> Material for the task:
————
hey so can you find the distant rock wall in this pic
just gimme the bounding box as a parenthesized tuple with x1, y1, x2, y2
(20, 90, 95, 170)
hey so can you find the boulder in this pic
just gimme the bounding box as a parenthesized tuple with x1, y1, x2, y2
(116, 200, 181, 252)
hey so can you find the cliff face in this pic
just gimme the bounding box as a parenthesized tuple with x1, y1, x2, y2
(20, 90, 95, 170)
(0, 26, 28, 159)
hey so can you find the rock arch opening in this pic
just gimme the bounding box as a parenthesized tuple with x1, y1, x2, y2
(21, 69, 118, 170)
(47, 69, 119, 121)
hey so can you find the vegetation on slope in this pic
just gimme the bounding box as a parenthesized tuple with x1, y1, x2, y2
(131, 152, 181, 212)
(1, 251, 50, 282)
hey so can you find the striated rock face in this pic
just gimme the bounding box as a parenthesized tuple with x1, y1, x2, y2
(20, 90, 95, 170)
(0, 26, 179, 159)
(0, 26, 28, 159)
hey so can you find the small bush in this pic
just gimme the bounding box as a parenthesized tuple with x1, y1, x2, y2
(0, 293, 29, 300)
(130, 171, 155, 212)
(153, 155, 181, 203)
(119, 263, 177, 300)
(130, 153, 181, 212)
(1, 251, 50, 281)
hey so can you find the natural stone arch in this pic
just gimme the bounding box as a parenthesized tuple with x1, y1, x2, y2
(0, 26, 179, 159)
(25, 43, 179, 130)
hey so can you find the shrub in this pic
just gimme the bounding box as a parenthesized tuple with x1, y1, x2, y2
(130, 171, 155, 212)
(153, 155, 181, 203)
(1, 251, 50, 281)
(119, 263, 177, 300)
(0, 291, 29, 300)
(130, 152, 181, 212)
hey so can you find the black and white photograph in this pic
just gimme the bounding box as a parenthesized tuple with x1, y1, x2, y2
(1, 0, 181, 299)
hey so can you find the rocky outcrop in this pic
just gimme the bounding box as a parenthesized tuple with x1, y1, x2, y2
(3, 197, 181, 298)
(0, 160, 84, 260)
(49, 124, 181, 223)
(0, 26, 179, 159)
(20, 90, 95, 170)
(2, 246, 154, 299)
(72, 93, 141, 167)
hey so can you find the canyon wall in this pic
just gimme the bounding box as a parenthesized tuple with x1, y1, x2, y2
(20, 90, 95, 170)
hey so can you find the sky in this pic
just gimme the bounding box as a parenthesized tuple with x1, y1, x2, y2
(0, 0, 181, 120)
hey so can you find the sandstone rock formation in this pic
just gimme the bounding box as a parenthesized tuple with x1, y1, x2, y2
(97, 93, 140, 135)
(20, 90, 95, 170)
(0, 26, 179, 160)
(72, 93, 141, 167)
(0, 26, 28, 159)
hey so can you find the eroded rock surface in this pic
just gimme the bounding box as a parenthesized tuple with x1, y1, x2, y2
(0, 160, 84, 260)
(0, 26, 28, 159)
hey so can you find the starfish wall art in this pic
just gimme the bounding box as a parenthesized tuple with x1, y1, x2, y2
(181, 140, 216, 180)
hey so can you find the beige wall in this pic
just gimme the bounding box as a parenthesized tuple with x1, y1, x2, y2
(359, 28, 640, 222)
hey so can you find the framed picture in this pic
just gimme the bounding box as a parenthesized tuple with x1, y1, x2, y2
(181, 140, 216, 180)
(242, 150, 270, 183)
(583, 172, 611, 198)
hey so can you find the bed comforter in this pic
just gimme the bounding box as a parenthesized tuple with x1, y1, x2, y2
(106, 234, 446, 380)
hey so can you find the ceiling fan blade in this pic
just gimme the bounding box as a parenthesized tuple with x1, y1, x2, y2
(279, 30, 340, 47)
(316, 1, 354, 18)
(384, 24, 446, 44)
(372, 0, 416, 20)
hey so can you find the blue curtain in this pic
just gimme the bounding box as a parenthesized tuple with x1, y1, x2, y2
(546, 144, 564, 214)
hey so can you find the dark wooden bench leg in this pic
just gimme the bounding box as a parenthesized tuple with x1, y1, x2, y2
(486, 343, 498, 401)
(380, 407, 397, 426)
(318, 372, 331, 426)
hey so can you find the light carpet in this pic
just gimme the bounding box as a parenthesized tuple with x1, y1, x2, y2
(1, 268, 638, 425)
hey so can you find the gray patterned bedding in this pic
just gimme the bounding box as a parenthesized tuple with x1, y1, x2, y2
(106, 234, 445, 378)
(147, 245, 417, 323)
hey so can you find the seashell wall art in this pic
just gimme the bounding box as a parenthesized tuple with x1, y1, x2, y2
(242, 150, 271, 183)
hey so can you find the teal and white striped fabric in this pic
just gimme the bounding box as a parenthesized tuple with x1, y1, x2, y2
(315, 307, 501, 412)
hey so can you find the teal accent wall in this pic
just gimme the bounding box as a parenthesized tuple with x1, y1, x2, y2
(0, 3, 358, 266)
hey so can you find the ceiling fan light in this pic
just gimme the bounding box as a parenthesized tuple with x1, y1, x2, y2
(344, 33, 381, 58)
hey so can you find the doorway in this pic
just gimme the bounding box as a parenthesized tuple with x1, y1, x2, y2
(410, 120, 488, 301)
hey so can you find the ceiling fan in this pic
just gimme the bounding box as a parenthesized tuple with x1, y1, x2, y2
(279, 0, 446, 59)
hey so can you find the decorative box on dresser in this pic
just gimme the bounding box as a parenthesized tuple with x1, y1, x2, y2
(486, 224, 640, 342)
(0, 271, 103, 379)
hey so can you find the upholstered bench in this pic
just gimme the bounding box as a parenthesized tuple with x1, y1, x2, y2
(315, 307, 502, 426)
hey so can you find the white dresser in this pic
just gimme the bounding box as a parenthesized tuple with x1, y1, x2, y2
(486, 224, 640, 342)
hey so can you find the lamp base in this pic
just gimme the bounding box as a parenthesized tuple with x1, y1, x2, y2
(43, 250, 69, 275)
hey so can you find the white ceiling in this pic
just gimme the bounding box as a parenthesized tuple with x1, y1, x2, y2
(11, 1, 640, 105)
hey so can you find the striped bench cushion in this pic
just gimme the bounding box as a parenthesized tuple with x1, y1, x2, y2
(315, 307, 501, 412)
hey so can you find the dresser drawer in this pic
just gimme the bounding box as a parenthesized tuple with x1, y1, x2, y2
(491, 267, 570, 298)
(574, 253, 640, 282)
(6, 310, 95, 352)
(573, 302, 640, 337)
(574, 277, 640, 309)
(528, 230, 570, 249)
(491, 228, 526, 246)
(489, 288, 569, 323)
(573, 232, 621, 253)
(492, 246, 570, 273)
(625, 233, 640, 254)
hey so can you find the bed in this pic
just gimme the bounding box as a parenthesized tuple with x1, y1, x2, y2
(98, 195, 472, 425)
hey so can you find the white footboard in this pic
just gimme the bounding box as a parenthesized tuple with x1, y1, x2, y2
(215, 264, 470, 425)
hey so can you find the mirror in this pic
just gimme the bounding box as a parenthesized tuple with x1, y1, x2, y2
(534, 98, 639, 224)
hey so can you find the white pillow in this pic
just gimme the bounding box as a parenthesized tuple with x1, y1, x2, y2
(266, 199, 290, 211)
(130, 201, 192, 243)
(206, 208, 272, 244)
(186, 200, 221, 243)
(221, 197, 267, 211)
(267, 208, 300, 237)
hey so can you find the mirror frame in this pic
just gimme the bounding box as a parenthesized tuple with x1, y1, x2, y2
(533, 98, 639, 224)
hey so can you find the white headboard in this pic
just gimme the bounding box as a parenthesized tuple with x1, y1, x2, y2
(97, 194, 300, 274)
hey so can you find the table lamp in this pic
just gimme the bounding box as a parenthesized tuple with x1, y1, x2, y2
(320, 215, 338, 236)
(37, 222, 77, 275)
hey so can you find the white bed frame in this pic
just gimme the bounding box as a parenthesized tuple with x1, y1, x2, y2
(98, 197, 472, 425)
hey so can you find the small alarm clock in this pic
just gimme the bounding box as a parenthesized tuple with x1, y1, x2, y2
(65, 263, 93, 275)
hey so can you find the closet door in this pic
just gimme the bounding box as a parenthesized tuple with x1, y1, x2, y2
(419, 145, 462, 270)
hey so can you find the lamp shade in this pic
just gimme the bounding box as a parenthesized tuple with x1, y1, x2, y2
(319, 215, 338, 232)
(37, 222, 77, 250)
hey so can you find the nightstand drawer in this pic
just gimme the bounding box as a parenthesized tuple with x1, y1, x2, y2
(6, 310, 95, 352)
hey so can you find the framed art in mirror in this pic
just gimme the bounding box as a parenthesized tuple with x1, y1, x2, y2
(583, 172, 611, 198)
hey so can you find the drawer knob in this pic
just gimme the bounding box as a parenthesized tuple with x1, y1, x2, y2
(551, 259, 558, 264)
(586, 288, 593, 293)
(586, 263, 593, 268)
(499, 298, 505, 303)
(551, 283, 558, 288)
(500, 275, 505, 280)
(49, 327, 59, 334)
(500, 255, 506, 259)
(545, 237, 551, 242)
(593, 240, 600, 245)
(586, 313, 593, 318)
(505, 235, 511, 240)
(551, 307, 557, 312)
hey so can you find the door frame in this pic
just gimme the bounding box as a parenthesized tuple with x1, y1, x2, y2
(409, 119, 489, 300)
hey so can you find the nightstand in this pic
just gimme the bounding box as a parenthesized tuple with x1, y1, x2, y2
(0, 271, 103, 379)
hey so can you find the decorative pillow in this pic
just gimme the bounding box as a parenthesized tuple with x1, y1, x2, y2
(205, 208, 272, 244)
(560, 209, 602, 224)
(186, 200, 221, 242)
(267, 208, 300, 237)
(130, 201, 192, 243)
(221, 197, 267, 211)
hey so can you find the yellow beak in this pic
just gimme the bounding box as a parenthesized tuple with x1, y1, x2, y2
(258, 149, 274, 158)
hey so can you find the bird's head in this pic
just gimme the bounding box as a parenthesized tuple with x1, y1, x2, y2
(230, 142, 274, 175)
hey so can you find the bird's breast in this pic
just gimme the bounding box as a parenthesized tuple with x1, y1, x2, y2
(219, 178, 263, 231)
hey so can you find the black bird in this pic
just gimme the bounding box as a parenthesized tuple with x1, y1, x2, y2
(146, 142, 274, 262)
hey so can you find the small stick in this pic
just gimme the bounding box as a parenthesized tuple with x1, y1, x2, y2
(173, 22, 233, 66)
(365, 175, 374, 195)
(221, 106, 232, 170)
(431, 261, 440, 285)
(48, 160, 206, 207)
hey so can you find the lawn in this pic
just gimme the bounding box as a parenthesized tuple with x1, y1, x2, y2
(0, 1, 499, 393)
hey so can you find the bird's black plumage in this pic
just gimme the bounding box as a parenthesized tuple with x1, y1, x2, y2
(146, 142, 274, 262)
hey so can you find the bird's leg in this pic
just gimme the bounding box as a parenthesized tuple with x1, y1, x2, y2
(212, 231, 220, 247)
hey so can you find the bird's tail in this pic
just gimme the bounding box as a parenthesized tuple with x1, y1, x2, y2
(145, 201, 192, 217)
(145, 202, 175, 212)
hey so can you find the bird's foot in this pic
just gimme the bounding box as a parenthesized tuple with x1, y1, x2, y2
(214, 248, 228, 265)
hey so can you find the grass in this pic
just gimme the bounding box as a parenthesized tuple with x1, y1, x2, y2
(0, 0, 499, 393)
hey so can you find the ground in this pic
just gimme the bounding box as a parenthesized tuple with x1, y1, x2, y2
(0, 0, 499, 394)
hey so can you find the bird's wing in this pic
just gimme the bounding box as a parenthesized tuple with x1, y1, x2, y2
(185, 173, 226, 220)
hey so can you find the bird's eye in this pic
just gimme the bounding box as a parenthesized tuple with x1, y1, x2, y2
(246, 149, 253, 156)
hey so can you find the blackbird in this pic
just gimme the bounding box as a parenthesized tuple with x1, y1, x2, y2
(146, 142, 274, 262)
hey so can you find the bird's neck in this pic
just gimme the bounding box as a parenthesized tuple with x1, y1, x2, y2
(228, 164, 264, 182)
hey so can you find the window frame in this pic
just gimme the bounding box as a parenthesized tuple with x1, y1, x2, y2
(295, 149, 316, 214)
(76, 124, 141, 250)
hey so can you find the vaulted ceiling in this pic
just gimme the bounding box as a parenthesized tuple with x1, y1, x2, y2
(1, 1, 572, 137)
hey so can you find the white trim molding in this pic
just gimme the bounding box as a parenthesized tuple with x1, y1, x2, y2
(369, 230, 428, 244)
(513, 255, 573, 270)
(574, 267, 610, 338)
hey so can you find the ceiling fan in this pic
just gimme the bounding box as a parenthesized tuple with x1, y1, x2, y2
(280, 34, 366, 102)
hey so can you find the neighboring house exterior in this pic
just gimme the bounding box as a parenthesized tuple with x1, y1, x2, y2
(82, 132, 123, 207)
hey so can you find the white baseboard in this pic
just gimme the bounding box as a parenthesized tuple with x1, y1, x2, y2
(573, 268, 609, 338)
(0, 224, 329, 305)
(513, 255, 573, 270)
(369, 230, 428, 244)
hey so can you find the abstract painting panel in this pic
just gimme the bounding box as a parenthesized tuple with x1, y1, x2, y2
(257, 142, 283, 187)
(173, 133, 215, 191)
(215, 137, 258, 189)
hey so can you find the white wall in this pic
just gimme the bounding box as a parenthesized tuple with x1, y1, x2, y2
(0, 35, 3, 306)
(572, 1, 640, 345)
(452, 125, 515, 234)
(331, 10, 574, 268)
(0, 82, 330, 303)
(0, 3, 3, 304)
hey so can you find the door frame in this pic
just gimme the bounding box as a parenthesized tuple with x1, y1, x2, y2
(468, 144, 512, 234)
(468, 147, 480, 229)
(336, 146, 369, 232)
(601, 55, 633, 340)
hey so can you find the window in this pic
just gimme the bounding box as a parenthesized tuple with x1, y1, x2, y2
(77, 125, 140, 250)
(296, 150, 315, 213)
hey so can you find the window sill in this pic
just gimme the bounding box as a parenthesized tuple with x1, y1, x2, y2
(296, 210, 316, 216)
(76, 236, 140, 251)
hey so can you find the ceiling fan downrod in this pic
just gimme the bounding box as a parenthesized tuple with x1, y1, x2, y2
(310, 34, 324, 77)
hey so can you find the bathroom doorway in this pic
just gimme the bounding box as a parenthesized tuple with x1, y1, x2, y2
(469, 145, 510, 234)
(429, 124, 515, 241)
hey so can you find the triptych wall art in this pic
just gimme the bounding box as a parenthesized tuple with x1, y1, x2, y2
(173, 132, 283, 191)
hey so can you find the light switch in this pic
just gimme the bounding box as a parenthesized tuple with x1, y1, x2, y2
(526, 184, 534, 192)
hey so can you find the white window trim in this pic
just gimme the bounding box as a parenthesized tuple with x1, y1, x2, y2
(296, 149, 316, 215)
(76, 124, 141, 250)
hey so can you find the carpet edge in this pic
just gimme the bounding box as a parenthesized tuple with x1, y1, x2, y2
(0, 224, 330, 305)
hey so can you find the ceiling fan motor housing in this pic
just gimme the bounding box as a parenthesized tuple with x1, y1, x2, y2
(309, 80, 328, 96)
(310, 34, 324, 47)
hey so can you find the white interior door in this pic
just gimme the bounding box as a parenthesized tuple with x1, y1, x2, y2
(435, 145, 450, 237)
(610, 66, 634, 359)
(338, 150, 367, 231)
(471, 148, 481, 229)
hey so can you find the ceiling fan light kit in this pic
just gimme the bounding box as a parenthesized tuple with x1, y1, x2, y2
————
> Instructions for the task: What is needed here is one number: how many lines of the entries hold the string "arch".

> Task result: 2